This allows for on-the-fly encryption of data in an efficient and provably secure manner.
The data file may comprise a chronological history of revision elements, each of which in turn comprise said one or more chronologically-ordered data file elements, and the one or more new data file elements may be embedded in a new revision element, and the new revision element may be made available for insertion into the chronological history.
The step of encrypting further may use an arbitrary piece of data as additional authentication information, wherein the arbitrary data piece may be a third encryption component. The step of encrypting may be performed utilizing an authenticated encryption scheme such that encryption of the received data further produces an authentication tag, wherein the authentication tag is the arbitrary data piece. The authenticated encryption scheme may be any one of GCM, EAX or CCM.
The one or more new data file elements may further comprise flag data, wherein the flag data may be a fourth encryption component, and wherein the signature in part comprises the flag data. The flag data may comprise at least one non-base64 character and may be included as a delimiter in the one or more new data file elements immediately before the second encryption component.
A plurality of new data file elements may be generated, and the signature may in part comprise a specific sequence of new data file elements, said new data file elements comprising either a data insertion operation or a data deletion operation. The specific sequence may comprise a first data insertion operation for inserting data at the designated location, a second insertion operation for inserting data at the designated location, and a deletion operation for deleting the data inserted by the second insertion operation, the data inserted by the first and second insertion operations comprising the encryption components. The first data insertion operation may comprise the first encryption component, and the second data insertion operation may comprise the remaining encryption components. The first data insertion operation may comprise dummy data, and the second data insertion operation may comprise all encryption components.

RAW DATA:

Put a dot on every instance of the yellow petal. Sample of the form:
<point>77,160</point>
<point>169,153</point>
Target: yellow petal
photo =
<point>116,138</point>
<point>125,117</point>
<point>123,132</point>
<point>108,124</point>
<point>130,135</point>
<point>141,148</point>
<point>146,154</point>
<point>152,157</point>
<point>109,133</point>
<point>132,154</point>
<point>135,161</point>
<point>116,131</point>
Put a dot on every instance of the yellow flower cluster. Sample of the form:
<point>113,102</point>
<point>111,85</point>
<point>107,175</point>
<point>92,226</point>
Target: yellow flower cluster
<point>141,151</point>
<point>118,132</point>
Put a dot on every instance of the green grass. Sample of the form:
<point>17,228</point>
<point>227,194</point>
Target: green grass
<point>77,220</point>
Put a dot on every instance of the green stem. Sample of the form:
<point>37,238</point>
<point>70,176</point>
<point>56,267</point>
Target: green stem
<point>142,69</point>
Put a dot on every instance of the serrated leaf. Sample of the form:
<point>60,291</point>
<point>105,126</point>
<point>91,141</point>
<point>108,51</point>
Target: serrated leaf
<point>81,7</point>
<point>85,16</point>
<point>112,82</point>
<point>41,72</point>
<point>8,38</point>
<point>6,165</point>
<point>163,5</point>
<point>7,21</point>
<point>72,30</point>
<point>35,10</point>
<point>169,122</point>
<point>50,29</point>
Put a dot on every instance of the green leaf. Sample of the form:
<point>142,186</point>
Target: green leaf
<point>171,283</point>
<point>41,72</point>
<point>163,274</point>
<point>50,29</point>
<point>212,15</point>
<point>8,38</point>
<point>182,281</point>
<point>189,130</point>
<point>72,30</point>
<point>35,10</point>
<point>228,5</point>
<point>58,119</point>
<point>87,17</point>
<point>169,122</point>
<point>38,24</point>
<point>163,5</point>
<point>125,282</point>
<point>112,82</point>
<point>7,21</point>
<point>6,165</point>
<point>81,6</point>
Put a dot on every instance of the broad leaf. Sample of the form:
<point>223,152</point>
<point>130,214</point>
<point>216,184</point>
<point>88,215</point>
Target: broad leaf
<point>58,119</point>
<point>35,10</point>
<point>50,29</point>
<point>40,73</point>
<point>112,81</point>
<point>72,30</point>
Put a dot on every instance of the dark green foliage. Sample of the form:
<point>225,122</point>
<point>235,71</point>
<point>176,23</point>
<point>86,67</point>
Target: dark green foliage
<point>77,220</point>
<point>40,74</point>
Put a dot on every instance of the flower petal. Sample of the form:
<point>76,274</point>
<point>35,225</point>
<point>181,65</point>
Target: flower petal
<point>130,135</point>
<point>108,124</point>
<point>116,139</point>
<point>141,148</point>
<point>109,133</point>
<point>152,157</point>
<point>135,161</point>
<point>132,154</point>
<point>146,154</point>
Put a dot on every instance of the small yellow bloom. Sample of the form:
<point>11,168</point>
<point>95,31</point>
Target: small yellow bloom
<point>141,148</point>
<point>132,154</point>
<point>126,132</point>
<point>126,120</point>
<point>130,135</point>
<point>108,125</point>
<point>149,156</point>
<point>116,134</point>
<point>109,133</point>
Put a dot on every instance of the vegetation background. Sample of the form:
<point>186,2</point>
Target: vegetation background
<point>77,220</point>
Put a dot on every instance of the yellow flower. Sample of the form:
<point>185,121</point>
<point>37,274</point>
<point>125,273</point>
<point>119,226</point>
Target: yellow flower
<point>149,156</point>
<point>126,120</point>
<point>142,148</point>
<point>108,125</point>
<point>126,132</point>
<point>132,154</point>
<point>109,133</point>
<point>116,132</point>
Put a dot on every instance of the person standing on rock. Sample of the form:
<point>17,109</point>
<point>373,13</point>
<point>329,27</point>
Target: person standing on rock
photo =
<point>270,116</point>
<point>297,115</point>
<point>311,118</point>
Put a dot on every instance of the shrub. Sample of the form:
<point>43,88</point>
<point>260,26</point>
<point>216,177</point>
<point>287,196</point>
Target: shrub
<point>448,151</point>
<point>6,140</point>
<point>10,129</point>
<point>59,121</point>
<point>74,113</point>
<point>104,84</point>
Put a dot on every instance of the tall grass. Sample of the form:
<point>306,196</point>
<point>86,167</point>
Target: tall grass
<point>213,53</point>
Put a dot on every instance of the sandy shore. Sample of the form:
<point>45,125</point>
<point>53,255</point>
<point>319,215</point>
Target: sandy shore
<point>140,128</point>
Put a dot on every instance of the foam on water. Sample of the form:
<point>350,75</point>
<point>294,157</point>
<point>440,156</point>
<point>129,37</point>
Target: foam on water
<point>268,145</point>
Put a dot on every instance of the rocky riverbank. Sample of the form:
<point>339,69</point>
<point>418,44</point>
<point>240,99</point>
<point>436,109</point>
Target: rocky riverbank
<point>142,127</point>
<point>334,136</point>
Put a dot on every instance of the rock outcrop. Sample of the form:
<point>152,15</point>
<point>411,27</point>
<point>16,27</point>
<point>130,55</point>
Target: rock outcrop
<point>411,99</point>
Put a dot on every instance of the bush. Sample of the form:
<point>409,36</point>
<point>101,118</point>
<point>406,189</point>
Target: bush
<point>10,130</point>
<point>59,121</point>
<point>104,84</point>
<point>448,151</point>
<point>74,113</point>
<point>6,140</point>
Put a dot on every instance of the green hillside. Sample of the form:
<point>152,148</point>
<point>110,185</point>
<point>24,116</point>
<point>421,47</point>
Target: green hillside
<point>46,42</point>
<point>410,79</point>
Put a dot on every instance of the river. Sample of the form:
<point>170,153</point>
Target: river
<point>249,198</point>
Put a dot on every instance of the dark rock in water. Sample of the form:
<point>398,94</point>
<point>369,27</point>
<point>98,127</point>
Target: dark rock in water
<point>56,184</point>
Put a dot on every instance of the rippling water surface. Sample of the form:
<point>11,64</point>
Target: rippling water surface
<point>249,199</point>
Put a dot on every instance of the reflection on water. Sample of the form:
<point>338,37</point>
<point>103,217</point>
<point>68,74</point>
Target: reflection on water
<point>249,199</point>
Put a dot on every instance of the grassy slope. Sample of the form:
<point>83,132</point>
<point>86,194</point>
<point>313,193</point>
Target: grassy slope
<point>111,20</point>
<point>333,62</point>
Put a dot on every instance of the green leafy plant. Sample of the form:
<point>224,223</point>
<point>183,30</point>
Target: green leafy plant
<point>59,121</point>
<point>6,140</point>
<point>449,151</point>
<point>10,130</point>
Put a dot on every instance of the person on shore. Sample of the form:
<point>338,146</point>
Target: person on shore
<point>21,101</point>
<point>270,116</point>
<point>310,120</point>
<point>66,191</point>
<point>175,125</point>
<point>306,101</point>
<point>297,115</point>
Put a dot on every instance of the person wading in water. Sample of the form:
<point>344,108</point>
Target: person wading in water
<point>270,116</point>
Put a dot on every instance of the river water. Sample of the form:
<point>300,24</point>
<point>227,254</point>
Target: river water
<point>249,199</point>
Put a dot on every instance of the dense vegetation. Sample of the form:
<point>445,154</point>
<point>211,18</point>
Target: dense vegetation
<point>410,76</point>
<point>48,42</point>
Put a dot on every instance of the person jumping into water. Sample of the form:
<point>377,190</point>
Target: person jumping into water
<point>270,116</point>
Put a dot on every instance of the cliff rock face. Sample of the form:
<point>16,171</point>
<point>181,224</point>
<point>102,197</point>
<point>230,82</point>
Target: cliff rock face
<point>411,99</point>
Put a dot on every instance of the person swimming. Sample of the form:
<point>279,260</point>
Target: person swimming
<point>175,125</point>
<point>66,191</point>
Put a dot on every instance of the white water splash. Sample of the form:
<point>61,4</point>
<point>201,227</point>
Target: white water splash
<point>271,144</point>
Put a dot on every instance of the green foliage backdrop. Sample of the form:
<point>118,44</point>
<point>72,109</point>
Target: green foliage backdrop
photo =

DIRECTIONS: In the passage on encrypting new data file elements, print word for word the part that begins with "The step of encrypting further" and ends after "EAX or CCM.".

RESULT BELOW:
The step of encrypting further may use an arbitrary piece of data as additional authentication information, wherein the arbitrary data piece may be a third encryption component. The step of encrypting may be performed utilizing an authenticated encryption scheme such that encryption of the received data further produces an authentication tag, wherein the authentication tag is the arbitrary data piece. The authenticated encryption scheme may be any one of GCM, EAX or CCM.